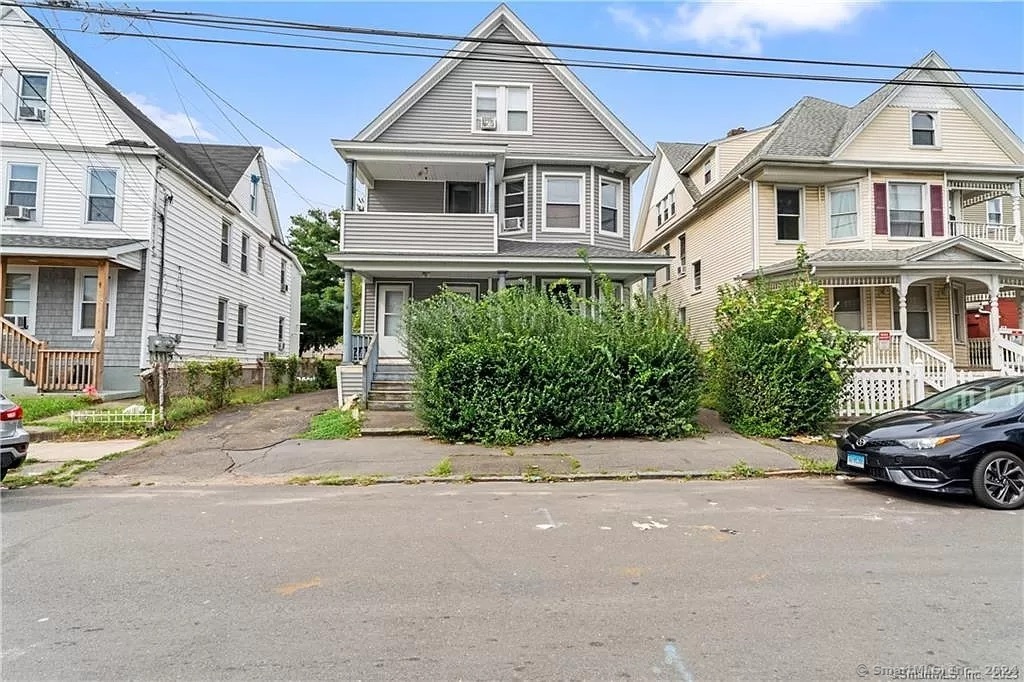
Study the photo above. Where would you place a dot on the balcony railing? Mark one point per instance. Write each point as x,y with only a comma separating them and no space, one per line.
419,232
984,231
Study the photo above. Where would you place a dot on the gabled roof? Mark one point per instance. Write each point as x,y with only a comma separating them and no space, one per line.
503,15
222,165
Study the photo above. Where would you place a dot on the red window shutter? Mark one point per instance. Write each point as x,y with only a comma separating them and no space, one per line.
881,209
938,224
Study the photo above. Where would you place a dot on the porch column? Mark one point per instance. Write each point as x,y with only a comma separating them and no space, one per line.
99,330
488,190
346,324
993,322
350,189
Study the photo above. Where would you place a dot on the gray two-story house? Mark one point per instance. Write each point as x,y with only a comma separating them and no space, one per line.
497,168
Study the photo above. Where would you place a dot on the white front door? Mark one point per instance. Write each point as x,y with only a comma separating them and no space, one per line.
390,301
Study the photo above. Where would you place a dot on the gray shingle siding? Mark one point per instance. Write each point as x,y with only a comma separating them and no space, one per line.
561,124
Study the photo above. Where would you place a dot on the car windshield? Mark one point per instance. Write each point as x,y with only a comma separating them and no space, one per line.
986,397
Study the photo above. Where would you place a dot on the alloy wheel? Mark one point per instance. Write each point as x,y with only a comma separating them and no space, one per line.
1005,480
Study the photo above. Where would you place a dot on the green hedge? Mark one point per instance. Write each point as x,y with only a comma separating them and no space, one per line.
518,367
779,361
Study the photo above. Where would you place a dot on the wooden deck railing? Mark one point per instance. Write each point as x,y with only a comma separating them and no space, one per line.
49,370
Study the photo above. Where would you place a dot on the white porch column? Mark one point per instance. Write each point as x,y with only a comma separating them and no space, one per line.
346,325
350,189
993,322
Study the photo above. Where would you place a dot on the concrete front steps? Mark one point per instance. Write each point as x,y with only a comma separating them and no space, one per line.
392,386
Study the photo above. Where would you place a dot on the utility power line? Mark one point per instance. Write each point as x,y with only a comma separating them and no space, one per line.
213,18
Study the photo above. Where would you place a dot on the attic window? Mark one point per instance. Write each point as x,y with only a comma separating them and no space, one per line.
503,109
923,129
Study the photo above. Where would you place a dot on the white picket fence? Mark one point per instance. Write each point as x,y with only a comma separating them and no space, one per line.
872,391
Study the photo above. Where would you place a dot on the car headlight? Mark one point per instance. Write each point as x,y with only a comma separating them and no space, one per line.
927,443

TASK OBJECTIVE:
Rewrite every one of the records above as a numbered list, skipping any blank lines and leaving out the pictures.

WRITTEN SOLUTION:
1. Study the photo above. Where would you place a dot on the balcony railing? Mark one point per instance. Write each point as x,y with only a comma separating them and no space, one per line.
2. 419,232
3. 984,231
4. Study the photo above. Where would you place a dot on the gabled roof? Mark one point per instance. Write each point as x,y with only a comma separating them and no space, one per line.
5. 503,15
6. 222,165
7. Study the photo above. Where would you place a dot on the red window shutter? Mark one point per instance. Write each point as x,y with only a comma separating them and no space, one per line.
8. 881,209
9. 938,224
10. Study the photo above. Where would you place a dot on the porch column? Mark one point per instance. Write each point as x,y with only a comma separating them and no space, one per line.
11. 99,330
12. 488,190
13. 346,324
14. 993,322
15. 350,189
16. Study the photo above. Where would you place a dot on the gray two-story house? Mark one point per instance. Write each point as x,y with only a comma separating them and no space, one per line.
17. 497,168
18. Study the photo above. Where would you place a dot on the white front door? Mark one point per instance. Write each point as x,y with only a comma separating them and no space, one per line.
19. 390,301
20. Study the photo above. Where would you place a dot on the gray shingle siding? Mark one point per instance. Write each point as x,y with only a comma separating them and no space, one per line.
21. 561,124
22. Study the photo above. Where would you place a dot on the car windshield? Mark one point per instance. Write each point as x,y with only a comma separating them and no space, one per line.
23. 986,397
24. Study the photo above. Where would you place a dot on the alloy wheel? Mark one point per instance. Write each point as x,y with only a comma separating them and no space, one per line.
25. 1005,480
26. Study the photo above. Where would you place a dot on the green hedge? Mark one point per instance. Write each point as x,y with only a comma separating them and no space, one per line.
27. 518,367
28. 779,361
29. Study the photo above. Where would you place a dot on the wooden deck railing? Mark one point per instance. Write each point as x,y with only a comma separating them and no space, one per line.
30. 49,370
31. Study the photo above. Where would you place a dot on the white porch column? Mark one point per instance. Write each point as x,y with only a comma separating them and no space, one per line.
32. 346,325
33. 350,189
34. 993,322
35. Study the photo above. Where would you place a dot on the concrete front steps? Mark one point per instance. Write each point as x,y with only a comma separating them and no space, one per line.
36. 392,386
37. Study the photo above. Where would you place a dot on the utility power line? Mark one point per instance. Write each point as x,y with only a comma separating them and no space, one per line.
38. 213,18
39. Study the photo above. Where would you place a dot on the attic window? Mark one point per instance. Write each point as x,y with only a comma separating them and no space, one per line.
40. 503,109
41. 923,129
42. Study the photo above. Where would you place a dot on the white picket fence? Mark one point per instance. Write each point as x,y with only a comma separating them and no space, one per line.
43. 872,391
44. Study the photo above. Where would you place a dot on the car headlight? Mark one point per instance. Write each point as x,y with only a comma separating them and no space, one per line.
45. 927,443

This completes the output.